▸ **Aim of the exercise**: Please copy all of the data below word for word, leaving out the pictures.
+++ Data shown
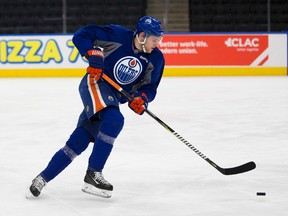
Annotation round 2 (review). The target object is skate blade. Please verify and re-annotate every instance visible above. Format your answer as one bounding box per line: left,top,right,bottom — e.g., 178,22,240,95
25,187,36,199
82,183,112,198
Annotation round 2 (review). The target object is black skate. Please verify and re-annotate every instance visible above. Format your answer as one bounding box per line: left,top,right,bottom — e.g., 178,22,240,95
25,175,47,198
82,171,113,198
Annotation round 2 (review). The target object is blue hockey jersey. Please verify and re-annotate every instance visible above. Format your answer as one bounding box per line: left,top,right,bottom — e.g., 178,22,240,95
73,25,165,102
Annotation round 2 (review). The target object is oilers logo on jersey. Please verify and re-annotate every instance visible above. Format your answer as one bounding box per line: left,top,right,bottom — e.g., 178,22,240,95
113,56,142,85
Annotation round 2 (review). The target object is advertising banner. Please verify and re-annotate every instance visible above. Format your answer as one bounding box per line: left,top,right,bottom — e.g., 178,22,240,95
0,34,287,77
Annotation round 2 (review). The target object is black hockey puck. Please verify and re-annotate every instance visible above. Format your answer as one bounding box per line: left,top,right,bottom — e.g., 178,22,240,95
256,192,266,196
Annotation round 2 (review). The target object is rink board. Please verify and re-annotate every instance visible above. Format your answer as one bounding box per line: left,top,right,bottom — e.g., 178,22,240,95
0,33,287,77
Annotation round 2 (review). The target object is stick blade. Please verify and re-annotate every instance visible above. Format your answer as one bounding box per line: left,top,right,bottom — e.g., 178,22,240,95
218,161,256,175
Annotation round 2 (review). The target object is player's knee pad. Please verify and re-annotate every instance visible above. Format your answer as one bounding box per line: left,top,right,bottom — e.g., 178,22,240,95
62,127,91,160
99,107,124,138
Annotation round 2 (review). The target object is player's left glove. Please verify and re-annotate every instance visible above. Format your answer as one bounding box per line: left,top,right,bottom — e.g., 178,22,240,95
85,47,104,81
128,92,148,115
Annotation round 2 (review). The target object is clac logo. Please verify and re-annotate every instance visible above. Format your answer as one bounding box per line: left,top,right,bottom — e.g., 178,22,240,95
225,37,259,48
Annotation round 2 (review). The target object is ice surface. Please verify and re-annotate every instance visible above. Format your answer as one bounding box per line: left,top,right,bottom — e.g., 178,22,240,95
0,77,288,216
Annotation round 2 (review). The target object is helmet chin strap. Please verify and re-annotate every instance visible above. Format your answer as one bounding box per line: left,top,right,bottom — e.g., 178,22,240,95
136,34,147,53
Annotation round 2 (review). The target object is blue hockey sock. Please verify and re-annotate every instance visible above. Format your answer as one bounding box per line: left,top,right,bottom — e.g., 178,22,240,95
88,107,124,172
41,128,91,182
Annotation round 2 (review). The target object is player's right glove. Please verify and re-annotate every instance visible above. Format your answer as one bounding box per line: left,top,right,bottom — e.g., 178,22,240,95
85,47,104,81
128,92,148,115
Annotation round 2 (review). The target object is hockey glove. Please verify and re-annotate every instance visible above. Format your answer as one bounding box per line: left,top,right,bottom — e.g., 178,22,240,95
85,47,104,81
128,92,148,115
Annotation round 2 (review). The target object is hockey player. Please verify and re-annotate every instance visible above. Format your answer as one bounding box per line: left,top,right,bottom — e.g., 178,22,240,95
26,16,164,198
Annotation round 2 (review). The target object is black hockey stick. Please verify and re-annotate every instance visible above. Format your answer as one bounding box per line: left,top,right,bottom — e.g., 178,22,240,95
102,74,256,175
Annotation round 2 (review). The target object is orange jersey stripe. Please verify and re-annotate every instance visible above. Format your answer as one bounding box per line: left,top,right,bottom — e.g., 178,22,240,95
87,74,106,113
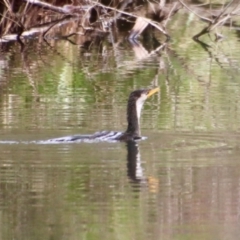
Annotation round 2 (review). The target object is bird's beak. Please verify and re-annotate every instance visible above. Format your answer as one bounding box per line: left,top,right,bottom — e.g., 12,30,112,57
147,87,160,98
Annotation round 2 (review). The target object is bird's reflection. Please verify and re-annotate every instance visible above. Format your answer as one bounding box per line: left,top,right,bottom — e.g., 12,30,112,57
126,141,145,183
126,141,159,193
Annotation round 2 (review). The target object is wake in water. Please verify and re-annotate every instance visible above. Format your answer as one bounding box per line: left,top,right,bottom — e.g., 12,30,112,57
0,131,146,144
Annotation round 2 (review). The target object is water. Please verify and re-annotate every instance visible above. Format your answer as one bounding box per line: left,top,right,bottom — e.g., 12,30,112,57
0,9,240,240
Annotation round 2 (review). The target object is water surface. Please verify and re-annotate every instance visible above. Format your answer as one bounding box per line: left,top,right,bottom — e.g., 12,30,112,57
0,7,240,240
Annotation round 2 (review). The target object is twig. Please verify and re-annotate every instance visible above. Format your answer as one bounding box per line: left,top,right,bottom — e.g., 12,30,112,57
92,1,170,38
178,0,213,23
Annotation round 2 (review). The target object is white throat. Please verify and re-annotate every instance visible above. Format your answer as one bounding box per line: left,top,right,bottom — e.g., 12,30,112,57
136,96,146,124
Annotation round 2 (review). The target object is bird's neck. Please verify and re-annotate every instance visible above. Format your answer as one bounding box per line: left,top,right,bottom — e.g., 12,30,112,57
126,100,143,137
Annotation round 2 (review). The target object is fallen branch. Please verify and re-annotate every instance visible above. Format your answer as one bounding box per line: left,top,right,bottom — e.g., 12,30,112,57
++++++
▸ **Final result**:
Annotation round 2 (review). The target object is skate blade. Please verify and re-annotate every instance visible above. Format your answer as one bounding box per line: left,top,right,bottom — e.g., 178,22,240,95
25,187,36,199
82,183,112,198
Annotation round 2 (review). The target object is black skate. Please verify and re-annotate every instance visible above. Format your answer as one bounding box per line: left,top,right,bottom — e.g., 178,22,240,95
25,175,47,198
82,171,113,198
Annotation round 2 (review). The target object is blue hockey jersey. Please verify and re-annotate every instance visible above. Format your answer as one bounding box per line: left,top,right,bottom — e.g., 178,22,240,95
73,25,165,102
Annotation round 2 (review). The target object is oilers logo on jersey. Please verify and re-annotate every instance visible above. Format your answer as one bounding box per line: left,top,right,bottom — e.g., 178,22,240,95
113,56,142,85
Annotation round 2 (review). The target object is advertising banner. Please verify and re-annotate every instance visible above. Format your answer as one bounding box per line: left,top,right,bottom — e.g., 178,22,240,95
0,34,287,77
Annotation round 2 (review). The target object is black hockey puck. Please verify and re-annotate every instance visible above. Format your answer as one bounding box per line: left,top,right,bottom — e.g., 178,22,240,95
256,192,266,196
Annotation round 2 (review). The target object is rink board. Please verify and re-annotate every instance visible above. Format your answer as one bounding box per line: left,top,right,bottom — e.g., 178,22,240,95
0,33,287,77
Annotation round 2 (review). The target object is stick blade. Please verify and re-annotate every instance visible above. Format your answer as one bounding box per line: left,top,right,bottom — e.g., 178,22,240,95
218,161,256,175
Annotation round 2 (review). The target object is player's knee pad. Please verify and re-annotate every instance visible above. Format your answer as one bounding box per line: left,top,right,bottom — e.g., 178,22,240,95
62,127,91,160
99,107,124,138
Annotation round 2 (review). The target object is player's left glove. Please verify and re-annotate every instance visible above. Format your answer as one bounding box per line: left,top,right,bottom — e.g., 178,22,240,95
85,47,104,81
128,92,148,115
Annotation round 2 (review). The target object is clac logo. Please verify and re-annotate every instance visible above. Format your answer as one bounding box per line: left,top,right,bottom — e.g., 178,22,240,95
225,37,259,48
Annotation round 2 (review). The target object is ice surface. Please verify and re-annotate every instance visible above. Format your answer as one bounding box per line: left,top,right,bottom — e.g., 178,22,240,95
0,77,288,216
Annotation round 2 (review). The target object is helmet chin strap. Please verify and re-annotate every instance visible above. Format your answer as one bounding box per line: left,top,right,bottom — e.g., 178,22,240,95
136,34,147,53
Annotation round 2 (review). The target object is blue hockey sock. Please verify and re-annotate every instance visible above. Format your answer as one bounding box per line: left,top,right,bottom — e.g., 178,22,240,95
88,107,124,172
41,128,91,182
Annotation round 2 (review). The target object is player's right glove. Please verify and re-annotate every instance visible above. Format your answer as one bounding box per line: left,top,right,bottom — e.g., 178,22,240,95
85,47,104,81
128,92,148,115
Annotation round 2 (review). The target object is hockey glove. Please verify and re-annotate every instance visible above. Format your answer as one bounding box per line: left,top,right,bottom — e.g., 178,22,240,95
85,47,104,81
128,92,148,115
Annotation round 2 (review). The target object is hockey player. Please verify and re-annotate every instance visible above. Format your answer as one bounding box per line: left,top,right,bottom — e.g., 178,22,240,95
26,16,164,198
Annotation round 2 (review). The target object is black hockey stick. Please verify and re-annotate every instance visible above. Format your answer as one bounding box per line: left,top,right,bottom — e.g., 178,22,240,95
102,74,256,175
Annotation round 2 (review). The target object is orange jersey stripe. Please verify and re-annotate every instance visible above. Format your answer as one bounding box per line: left,top,right,bottom — e.g., 178,22,240,95
87,74,106,113
Annotation round 2 (review). The target object is bird's beak. Please verify and re-annotate every instance visible above. Format your answer as one bounding box per line: left,top,right,bottom — e.g., 12,30,112,57
147,87,160,98
Annotation round 2 (review). The target object is bird's reflection. Please verify and re-annotate every instance visible above. Format your answer as one bounding box per line: left,top,right,bottom — e.g., 12,30,112,57
126,141,145,183
126,141,159,193
Annotation round 2 (review). The target object is wake in water. Please verify and re-annotate every instance visible above. Format your answer as one bounding box per line: left,top,right,bottom — e.g., 12,30,112,57
0,131,146,144
Annotation round 2 (review). The target object is water. Please verify and re-annotate every instance visible above. Format your answer as one bounding box per line: left,top,right,bottom — e.g., 12,30,112,57
0,9,240,240
Annotation round 2 (review). The target object is water surface. Please verify and re-annotate every instance visible above. Format your answer as one bounding box per line: left,top,right,bottom — e.g., 12,30,112,57
0,7,240,240
Annotation round 2 (review). The target object is twig. Please verify and re-annotate every instance visible above. Format your answer as one bounding box per line: left,top,right,bottom — e.g., 12,30,112,57
92,1,170,38
178,0,213,23
Annotation round 2 (review). The target object is white throat. Please verify and re-annotate every instance visible above. Format your answer as one bounding box per line: left,top,right,bottom — e.g., 12,30,112,57
136,96,146,124
Annotation round 2 (review). The target object is bird's neck. Please verify and re-annotate every instance visible above. Format your answer as one bounding box per line: left,top,right,bottom — e.g., 12,30,112,57
126,100,143,137
Annotation round 2 (review). The target object is fallen branch. Please verify and re-annotate every instance visible above. Format your answer as one bounding box per line: left,top,right,bottom — e.g., 12,30,112,57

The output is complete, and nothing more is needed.